• _Task prompt_: Extract each line of the data below that contains the string "positive". Matching is case-sensitive.

• _Given records_:
◆ ◆ ◆ ◆ ◆
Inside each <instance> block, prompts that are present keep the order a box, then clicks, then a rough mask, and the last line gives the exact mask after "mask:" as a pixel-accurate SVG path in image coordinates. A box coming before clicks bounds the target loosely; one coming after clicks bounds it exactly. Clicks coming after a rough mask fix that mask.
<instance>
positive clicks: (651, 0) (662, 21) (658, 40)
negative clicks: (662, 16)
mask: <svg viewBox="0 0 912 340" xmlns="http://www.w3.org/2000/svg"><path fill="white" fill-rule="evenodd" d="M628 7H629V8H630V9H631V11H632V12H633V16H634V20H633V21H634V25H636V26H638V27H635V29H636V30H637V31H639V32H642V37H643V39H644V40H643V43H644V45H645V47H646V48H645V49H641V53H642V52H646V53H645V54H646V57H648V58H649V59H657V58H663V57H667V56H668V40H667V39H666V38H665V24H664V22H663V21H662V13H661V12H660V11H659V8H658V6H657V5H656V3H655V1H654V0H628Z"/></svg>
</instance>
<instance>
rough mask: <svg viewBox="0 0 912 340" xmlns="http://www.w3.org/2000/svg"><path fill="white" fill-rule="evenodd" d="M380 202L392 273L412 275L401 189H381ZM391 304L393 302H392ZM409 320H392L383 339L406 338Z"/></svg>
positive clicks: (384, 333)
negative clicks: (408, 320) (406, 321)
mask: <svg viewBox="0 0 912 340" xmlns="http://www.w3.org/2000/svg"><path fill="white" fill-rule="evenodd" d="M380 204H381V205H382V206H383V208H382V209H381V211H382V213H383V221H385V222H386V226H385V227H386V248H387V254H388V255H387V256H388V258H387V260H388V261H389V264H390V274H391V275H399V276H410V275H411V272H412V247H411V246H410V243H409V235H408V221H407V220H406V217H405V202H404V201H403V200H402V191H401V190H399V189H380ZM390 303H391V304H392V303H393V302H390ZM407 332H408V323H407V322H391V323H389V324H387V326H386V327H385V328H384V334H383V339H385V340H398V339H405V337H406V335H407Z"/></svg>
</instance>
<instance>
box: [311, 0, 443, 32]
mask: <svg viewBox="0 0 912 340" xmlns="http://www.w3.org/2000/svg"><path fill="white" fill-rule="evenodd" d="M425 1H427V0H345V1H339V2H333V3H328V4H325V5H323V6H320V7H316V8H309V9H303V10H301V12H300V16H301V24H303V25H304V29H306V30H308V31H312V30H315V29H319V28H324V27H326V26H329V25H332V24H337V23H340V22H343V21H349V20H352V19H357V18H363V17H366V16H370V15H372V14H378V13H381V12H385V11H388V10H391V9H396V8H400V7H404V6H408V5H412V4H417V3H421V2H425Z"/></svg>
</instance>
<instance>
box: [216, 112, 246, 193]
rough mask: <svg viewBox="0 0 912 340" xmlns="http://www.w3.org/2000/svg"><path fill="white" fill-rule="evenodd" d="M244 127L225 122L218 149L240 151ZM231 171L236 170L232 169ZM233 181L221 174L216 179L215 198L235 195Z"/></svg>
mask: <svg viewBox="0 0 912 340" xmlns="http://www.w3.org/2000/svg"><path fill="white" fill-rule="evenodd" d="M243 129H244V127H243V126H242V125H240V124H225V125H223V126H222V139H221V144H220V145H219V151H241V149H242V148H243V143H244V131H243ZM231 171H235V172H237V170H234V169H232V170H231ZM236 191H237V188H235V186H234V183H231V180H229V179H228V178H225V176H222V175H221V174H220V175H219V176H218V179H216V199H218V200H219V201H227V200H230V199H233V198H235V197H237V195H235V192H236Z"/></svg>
◆ ◆ ◆ ◆ ◆
• _Exercise result_:
positive clicks: (651, 0) (662, 21) (658, 40)
positive clicks: (384, 333)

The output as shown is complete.